Seitentext:
------------------------------------
Am 27.10.2008 verstarb der Artist Peter Meilchen in Arnsberg, er wurde knapp 60 Jahre alt. Sowohl als bildender Künstler, wie auch als Autor ist Meilchen ein Beobachtungsvirtuose, der viele Preziosen zu bieten hat, Wahrnehmungen, die vielleicht nicht unbedingt lebenswichtig sind, aber gerade in ihrer Fokussierung des Nebensächlichen dem Leser Aha–Erlebnisse und Wiedererkennungseffekte verschaffen. Er nimmt sich und seinen Figuren kein Blatt vor den Mund, die Brutalitäten in Wort und Bild können uneingeschränkt defilieren. Dies gehört spätestens seit Rabelais zur Lust am Grotesken, dieses destruktiv–schöpferische Sich–gehen–Lassen, die verbale Ausschweifung.
------------------------------------
Gestellte Aufgabe: Gib den Seitentext über Peter Meilchen oben vollständig und Wort für Wort wieder.

Aufgelistete Einträge:
------------------------------------
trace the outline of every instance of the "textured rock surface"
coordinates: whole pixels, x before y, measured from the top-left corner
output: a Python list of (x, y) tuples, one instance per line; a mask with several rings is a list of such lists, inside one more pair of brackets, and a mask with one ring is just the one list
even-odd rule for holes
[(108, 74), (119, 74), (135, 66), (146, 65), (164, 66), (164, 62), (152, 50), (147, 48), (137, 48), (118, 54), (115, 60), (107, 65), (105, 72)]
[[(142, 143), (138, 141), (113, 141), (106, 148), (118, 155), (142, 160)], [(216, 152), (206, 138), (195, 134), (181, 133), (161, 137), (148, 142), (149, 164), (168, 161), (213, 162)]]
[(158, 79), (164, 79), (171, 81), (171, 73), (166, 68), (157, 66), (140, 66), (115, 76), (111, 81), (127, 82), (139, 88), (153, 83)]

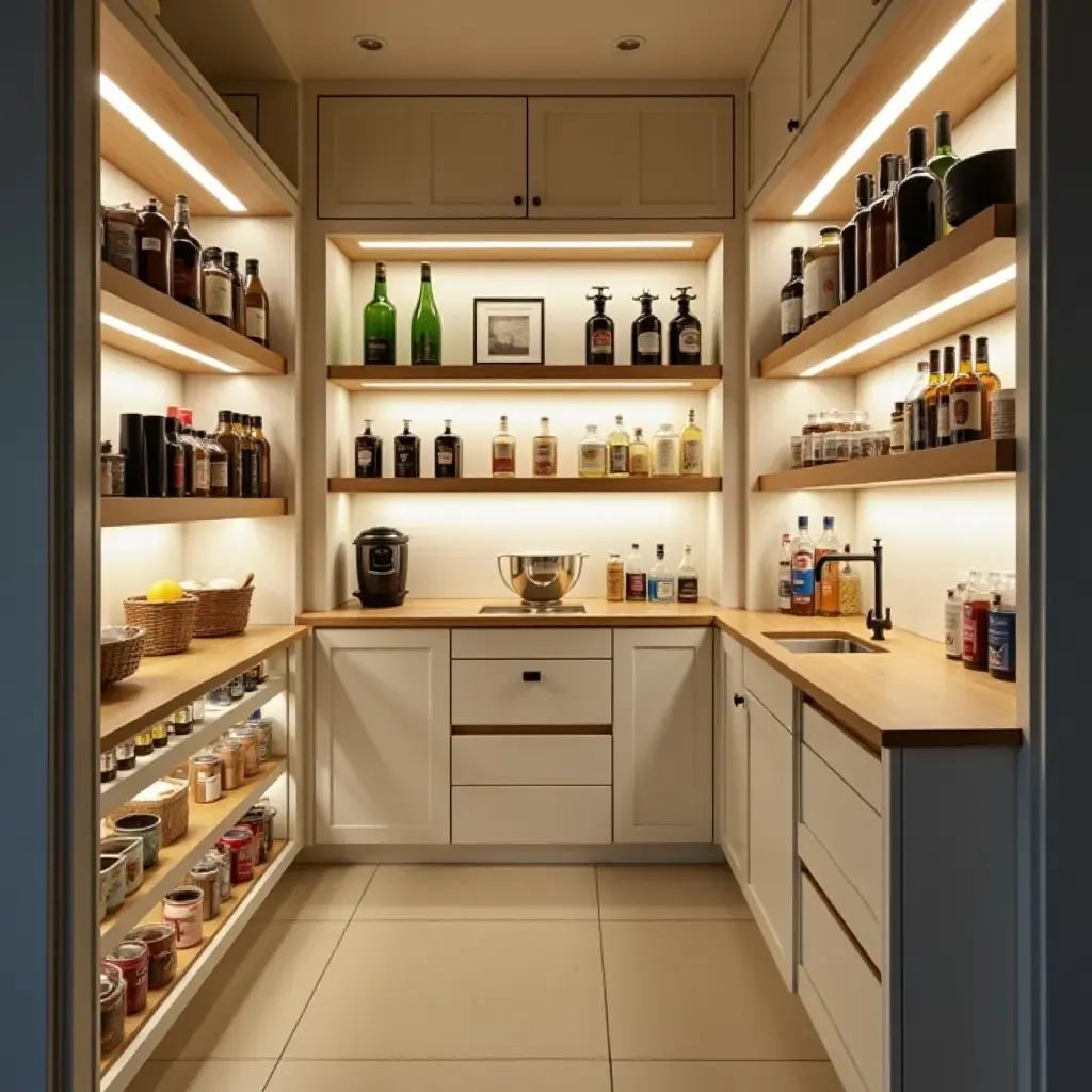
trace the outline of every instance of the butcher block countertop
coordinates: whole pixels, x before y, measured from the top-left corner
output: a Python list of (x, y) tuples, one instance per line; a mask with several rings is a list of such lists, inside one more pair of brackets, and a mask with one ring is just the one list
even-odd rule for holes
[(715, 603), (607, 603), (574, 600), (582, 615), (482, 615), (486, 604), (511, 600), (410, 600), (401, 607), (365, 610), (355, 603), (299, 615), (321, 628), (563, 629), (596, 626), (716, 626), (771, 663), (843, 728), (873, 750), (882, 747), (1019, 747), (1017, 688), (948, 660), (943, 645), (894, 629), (867, 653), (790, 652), (767, 634), (841, 633), (874, 644), (863, 618), (799, 618), (721, 607)]

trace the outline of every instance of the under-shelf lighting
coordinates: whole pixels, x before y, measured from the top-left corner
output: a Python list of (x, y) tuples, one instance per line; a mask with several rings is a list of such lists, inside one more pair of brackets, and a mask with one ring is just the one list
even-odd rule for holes
[(945, 66), (977, 34), (1005, 0), (975, 0), (956, 25), (934, 46), (928, 57), (911, 72), (901, 87), (839, 156), (834, 166), (800, 202), (794, 216), (810, 216), (819, 202), (854, 168), (860, 157), (899, 120), (903, 111), (941, 72)]
[(867, 353), (868, 349), (875, 348), (877, 345), (882, 345), (883, 342), (890, 341), (892, 337), (898, 337), (900, 334), (904, 334), (909, 330), (913, 330), (915, 327), (922, 325), (923, 322), (928, 322), (930, 319), (945, 314), (947, 311), (950, 311), (956, 307), (960, 307), (972, 299), (976, 299), (978, 296), (984, 296), (987, 292), (993, 292), (994, 288), (999, 288), (1002, 284), (1008, 284), (1009, 281), (1014, 281), (1016, 276), (1016, 265), (1007, 265), (1005, 269), (998, 270), (998, 272), (992, 273), (989, 276), (983, 277), (981, 281), (976, 281), (966, 288), (961, 288), (959, 292), (941, 299), (939, 302), (933, 304), (930, 307), (926, 307), (924, 311), (918, 311), (916, 314), (912, 314), (910, 318), (903, 319), (901, 322), (897, 322), (893, 327), (888, 327), (887, 330), (881, 330), (878, 334), (873, 334), (871, 337), (866, 337), (864, 341), (857, 342), (856, 345), (851, 345), (841, 353), (835, 353), (834, 356), (822, 360), (819, 364), (814, 364), (806, 371), (802, 371), (800, 375), (805, 378), (809, 376), (818, 376), (820, 372), (827, 371), (828, 368), (833, 368), (835, 365), (844, 364), (846, 360), (852, 360), (855, 356), (860, 356), (862, 353)]
[(104, 327), (109, 327), (111, 330), (118, 330), (123, 334), (129, 334), (130, 337), (139, 337), (141, 341), (146, 341), (150, 345), (155, 345), (158, 348), (165, 348), (169, 353), (177, 353), (179, 356), (188, 357), (190, 360), (197, 360), (199, 364), (206, 364), (210, 368), (216, 368), (219, 371), (226, 371), (233, 376), (237, 376), (239, 373), (238, 368), (233, 368), (232, 365), (224, 364), (223, 360), (217, 360), (212, 356), (205, 356), (204, 353), (199, 353), (195, 348), (188, 348), (186, 345), (179, 345), (178, 342), (173, 342), (169, 337), (161, 337), (158, 334), (153, 334), (150, 330), (143, 330), (140, 327), (134, 327), (131, 322), (126, 322), (124, 319), (116, 319), (112, 314), (107, 314), (105, 311), (98, 316), (98, 319)]
[(206, 189), (230, 212), (247, 206), (207, 168), (203, 167), (166, 129), (138, 106), (108, 75), (98, 73), (98, 93), (130, 124), (135, 126), (161, 152), (170, 156), (198, 185)]

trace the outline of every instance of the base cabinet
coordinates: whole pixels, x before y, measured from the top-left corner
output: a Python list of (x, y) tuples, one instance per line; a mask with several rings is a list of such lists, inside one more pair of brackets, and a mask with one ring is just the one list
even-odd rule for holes
[(314, 826), (327, 844), (451, 841), (448, 630), (317, 630)]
------------------------------------
Ergebnis:
Am 27.10.2008 verstarb der Artist Peter Meilchen in Arnsberg, er wurde knapp 60 Jahre alt. Sowohl als bildender Künstler, wie auch als Autor ist Meilchen ein Beobachtungsvirtuose, der viele Preziosen zu bieten hat, Wahrnehmungen, die vielleicht nicht unbedingt lebenswichtig sind, aber gerade in ihrer Fokussierung des Nebensächlichen dem Leser Aha–Erlebnisse und Wiedererkennungseffekte verschaffen. Er nimmt sich und seinen Figuren kein Blatt vor den Mund, die Brutalitäten in Wort und Bild können uneingeschränkt defilieren. Dies gehört spätestens seit Rabelais zur Lust am Grotesken, dieses destruktiv–schöpferische Sich–gehen–Lassen, die verbale Ausschweifung.